EXERCISE DESCRIPTION – Work through the listing below, copying each line that carries the word "cookie".

DATA SHOWN –
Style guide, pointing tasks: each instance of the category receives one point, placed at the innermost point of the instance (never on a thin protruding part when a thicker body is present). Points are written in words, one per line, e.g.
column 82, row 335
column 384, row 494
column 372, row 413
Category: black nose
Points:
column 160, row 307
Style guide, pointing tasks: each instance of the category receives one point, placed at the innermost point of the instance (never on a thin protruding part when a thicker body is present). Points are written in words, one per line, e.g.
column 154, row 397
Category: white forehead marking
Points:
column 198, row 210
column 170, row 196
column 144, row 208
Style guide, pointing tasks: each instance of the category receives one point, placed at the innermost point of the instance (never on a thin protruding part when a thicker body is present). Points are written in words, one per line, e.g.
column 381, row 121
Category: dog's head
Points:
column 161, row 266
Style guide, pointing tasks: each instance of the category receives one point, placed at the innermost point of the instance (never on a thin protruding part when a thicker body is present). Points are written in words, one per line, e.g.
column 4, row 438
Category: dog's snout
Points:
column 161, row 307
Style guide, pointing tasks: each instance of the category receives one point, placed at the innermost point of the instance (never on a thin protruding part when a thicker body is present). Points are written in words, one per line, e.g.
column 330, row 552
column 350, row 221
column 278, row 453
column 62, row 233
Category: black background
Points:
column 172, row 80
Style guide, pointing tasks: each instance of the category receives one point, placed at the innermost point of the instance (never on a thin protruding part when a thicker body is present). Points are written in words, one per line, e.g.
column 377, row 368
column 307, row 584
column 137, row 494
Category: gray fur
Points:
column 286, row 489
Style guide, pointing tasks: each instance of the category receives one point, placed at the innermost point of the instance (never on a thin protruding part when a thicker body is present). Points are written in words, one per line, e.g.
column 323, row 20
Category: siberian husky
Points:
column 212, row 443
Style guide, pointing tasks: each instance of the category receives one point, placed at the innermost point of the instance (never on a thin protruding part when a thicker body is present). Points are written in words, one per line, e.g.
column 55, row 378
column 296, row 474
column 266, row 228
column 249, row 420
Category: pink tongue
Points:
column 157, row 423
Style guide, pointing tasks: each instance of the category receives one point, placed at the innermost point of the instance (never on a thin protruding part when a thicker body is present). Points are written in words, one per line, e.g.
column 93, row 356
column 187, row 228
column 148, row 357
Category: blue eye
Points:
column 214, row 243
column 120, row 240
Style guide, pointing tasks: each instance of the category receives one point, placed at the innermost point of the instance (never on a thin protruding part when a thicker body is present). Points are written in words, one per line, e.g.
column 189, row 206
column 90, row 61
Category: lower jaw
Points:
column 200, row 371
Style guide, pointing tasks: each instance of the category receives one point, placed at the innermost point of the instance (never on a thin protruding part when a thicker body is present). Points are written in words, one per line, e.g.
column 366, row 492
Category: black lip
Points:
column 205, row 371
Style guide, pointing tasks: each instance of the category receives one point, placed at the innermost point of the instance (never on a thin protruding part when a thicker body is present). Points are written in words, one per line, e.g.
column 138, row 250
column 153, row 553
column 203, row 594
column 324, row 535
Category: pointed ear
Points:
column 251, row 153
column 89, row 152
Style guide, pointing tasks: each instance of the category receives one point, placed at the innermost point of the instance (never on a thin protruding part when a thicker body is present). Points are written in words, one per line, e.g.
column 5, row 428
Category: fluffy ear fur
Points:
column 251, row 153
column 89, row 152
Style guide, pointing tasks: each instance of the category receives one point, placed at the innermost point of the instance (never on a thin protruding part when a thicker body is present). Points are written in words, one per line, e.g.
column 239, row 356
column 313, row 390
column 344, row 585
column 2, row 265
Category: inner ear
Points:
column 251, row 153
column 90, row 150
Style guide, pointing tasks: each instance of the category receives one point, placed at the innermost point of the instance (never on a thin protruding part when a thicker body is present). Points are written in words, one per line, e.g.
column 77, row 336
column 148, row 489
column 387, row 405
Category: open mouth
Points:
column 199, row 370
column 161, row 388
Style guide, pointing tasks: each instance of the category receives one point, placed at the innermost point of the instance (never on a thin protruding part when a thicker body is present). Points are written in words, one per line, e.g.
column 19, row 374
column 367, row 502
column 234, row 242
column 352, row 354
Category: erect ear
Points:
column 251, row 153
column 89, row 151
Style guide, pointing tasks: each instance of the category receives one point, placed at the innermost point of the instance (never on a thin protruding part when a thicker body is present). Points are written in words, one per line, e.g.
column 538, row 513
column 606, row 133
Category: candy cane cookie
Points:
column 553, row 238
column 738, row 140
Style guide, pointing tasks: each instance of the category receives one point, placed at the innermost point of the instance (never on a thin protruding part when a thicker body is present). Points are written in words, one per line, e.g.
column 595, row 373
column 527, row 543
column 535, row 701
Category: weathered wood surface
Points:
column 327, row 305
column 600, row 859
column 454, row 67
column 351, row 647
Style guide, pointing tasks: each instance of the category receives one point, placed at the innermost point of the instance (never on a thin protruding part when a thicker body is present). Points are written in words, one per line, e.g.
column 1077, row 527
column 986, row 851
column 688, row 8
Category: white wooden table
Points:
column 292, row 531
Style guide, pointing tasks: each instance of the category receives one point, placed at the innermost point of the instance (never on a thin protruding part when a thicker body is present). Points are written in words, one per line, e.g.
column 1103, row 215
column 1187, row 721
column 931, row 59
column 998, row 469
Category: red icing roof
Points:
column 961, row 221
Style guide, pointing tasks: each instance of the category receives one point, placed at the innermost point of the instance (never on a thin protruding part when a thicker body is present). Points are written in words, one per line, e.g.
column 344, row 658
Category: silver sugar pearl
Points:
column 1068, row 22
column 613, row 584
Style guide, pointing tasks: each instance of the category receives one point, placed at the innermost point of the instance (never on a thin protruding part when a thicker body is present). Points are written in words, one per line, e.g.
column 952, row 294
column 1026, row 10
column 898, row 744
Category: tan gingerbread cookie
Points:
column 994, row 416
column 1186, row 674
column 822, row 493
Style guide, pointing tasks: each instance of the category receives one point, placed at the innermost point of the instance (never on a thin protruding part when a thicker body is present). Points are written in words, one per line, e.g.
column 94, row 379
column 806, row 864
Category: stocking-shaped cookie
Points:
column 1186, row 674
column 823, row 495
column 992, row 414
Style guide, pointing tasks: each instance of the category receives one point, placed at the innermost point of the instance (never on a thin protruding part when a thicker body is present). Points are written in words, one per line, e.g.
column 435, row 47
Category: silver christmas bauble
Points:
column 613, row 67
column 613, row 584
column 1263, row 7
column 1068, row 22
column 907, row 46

FINAL ANSWER –
Category: candy cane cookie
Category: tan gingerbread cookie
Category: stocking-shaped cookie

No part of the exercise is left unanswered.